12 OT Andreas Klein 201
Es gibt immer so diese romantisierenden Vorstellungen, das wird auch gerne vermittelt von der Tourismusindustrie. Bei dem Stichwort Samen denkt man in der Regel sofort an Rentiere.
SPRECHERIN
Das Rentier und die Sami – vielleicht hängt dieses Bild auch damit zusammen, dass die Menschen hier im Norden schon immer auch mit und von Rentieren gelebt haben. Die Tiere liefern Fleisch, Milch, Fell und Leder, Knochen und Horn für Werkzeuge und Kultgegenstände, sie sind Zugtiere und Weggefährten in der Wildnis.
13 O-TON Rune Normann 903a-25
OVERVOICE Rune Normann
Am Ende der Eiszeit, als das Eis sich zurückgezogen hat, sind die Rentiere hinterher gezogen. Und die Menschen sind ihnen gefolgt.
SPRECHERIN
Rune Normann ist Archäologe. Er arbeitet im Museum in Alta, 200 Kilometer unter dem Nordkap. Die Felsritzungen von Alta, die UNESCO-Welterbe sind, zeigen rund 6000 Figuren, davon 1500 Rentiere: Szenen aus dem Leben der Menschen vor etwa 7000 Jahren. Die Darstellungen zeigen weit mehr als nur Rentier- oder Bärenjagden und Fischfang.
14 O-TON Rune Normann 907-28
OVERVOICE Rune Normann
Die zahmen Rentiere wandern im Laufe eines Jahres von der Küste ins Inland und zurück. Die Menschen ziehen hinterher. Das ist eine ganz natürliche Wanderung.
SPRECHERIN
Rune Normann betont, dass es keine durchgehende Linie aus der Steinzeit zur samischen Kultur heute gibt.
15 O-TON Rune Normann 919a-32
OVERVOICE Rune Normann
Man muss hier von den Rentieren leben, wenn man ein Naturvolk ist. Das bedeutet nicht, dass es samisch ist oder norwegisch. Das bedeutet nur, dass die Menschen von der gleichen Natur gelebt haben.

AUFGEFÜHRTE EINTRÄGE =>
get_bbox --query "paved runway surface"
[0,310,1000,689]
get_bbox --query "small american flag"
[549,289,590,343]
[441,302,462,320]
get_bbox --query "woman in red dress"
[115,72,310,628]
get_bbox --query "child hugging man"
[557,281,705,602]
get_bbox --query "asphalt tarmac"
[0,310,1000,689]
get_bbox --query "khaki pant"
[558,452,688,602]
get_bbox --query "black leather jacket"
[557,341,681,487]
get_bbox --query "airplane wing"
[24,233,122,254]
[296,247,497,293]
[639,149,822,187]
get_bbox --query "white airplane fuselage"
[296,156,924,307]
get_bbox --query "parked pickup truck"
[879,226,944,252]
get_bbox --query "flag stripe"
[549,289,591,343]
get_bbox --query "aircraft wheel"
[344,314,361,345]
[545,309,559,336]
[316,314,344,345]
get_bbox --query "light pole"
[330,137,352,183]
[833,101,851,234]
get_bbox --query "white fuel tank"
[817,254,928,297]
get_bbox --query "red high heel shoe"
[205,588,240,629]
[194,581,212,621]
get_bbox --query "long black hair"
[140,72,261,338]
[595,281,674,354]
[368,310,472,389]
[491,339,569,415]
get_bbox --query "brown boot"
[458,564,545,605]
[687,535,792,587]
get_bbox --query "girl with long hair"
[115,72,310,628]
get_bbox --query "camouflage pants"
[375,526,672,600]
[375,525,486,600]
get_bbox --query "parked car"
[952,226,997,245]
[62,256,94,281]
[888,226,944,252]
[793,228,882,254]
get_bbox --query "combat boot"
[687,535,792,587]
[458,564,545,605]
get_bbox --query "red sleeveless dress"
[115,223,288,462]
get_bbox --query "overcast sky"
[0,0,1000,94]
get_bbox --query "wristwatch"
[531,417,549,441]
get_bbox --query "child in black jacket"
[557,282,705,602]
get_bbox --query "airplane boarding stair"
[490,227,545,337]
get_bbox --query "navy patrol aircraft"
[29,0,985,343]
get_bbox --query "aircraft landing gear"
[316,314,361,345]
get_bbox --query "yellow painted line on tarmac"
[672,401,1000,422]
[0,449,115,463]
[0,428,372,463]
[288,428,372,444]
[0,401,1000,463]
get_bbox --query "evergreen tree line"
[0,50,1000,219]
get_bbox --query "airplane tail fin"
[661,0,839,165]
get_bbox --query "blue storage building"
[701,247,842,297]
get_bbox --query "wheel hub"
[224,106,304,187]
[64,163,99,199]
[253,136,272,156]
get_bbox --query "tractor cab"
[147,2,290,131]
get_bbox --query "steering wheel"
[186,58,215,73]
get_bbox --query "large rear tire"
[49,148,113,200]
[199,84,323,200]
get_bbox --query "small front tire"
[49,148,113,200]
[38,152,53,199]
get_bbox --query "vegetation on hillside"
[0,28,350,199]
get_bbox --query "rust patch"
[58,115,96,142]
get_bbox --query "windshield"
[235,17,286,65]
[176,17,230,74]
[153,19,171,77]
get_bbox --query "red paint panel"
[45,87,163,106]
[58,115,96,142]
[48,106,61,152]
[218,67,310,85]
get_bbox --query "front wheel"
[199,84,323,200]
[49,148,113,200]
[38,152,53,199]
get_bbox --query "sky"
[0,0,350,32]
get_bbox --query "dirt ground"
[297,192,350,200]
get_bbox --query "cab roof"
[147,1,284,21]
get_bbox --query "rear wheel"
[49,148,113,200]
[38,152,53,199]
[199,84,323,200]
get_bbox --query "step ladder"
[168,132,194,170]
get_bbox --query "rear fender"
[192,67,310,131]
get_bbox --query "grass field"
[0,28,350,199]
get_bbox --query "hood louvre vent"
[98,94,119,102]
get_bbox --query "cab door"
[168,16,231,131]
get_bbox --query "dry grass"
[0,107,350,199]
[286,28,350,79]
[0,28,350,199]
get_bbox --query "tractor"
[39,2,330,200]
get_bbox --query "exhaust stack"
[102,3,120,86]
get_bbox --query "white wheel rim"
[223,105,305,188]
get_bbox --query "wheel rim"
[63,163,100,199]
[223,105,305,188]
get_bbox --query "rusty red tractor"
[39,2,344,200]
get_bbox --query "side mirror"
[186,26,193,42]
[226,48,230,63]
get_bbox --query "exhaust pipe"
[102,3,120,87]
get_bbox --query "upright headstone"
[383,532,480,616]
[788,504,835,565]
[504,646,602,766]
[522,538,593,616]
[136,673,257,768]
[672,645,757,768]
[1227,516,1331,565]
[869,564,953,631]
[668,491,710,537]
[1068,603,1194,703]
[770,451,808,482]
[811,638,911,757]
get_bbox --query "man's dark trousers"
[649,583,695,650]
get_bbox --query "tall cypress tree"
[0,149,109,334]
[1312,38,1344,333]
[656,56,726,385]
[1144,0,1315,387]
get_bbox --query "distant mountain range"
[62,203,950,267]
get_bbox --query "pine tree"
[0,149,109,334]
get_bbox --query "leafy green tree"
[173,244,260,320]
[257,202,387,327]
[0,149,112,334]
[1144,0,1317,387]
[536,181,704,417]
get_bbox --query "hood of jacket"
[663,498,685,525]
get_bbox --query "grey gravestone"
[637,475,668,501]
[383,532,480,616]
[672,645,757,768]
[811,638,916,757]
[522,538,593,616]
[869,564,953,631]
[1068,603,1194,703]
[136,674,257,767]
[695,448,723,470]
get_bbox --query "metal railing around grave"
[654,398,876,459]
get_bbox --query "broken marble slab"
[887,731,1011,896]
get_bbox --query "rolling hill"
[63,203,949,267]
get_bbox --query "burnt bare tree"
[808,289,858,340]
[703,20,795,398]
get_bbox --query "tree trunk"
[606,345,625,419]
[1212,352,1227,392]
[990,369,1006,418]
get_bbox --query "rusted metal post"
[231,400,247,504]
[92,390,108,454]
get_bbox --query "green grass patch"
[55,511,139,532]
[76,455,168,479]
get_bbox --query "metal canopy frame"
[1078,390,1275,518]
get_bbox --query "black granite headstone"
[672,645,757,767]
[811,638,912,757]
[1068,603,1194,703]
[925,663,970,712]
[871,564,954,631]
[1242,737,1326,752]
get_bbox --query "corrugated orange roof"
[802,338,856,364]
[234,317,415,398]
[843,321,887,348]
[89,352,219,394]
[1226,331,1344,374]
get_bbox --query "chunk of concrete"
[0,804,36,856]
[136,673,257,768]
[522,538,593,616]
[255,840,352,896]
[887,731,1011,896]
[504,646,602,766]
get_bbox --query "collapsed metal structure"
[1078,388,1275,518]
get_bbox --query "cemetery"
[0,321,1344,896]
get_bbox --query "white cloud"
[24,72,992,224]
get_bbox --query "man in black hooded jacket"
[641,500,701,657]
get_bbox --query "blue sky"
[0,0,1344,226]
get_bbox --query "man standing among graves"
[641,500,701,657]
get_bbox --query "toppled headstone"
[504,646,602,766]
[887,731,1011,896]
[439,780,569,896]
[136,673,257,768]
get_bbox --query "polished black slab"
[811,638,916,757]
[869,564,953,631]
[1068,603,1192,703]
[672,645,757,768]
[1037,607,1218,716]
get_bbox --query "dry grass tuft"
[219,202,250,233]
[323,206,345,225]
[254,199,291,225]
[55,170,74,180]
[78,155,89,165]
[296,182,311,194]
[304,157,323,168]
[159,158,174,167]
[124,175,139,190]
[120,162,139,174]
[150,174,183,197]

AUFGABE 1 =>
Beantworte die folgenden Fragen zum Textauszug:
(a) Was liefern die Rentiere den Menschen im Norden?
(b) Welchen Beruf hat Rune Normann, und wo arbeitet er?
(c) Wie viele Figuren zeigen die Felsritzungen von Alta, und wie viele davon sind Rentiere?
AUFGABE 2 =>
Entnimm dem Textauszug wortgetreu die Stelle, die bei „15 O-TON Rune“ beginnt und bei „Natur gelebt haben.“ endet.
Die Einträge stehen in keinem Zusammenhang mit dem Textauszug.

ANTWORT 1 =>
(a) Fleisch, Milch, Fell und Leder sowie Knochen und Horn für Werkzeuge und Kultgegenstände; außerdem sind sie Zugtiere und Weggefährten in der Wildnis.
(b) Er ist Archäologe und arbeitet im Museum in Alta, 200 Kilometer unter dem Nordkap.
(c) Rund 6000 Figuren, davon 1500 Rentiere.

ANTWORT 2 =>
15 O-TON Rune Normann 919a-32
OVERVOICE Rune Normann
Man muss hier von den Rentieren leben, wenn man ein Naturvolk ist. Das bedeutet nicht, dass es samisch ist oder norwegisch. Das bedeutet nur, dass die Menschen von der gleichen Natur gelebt haben.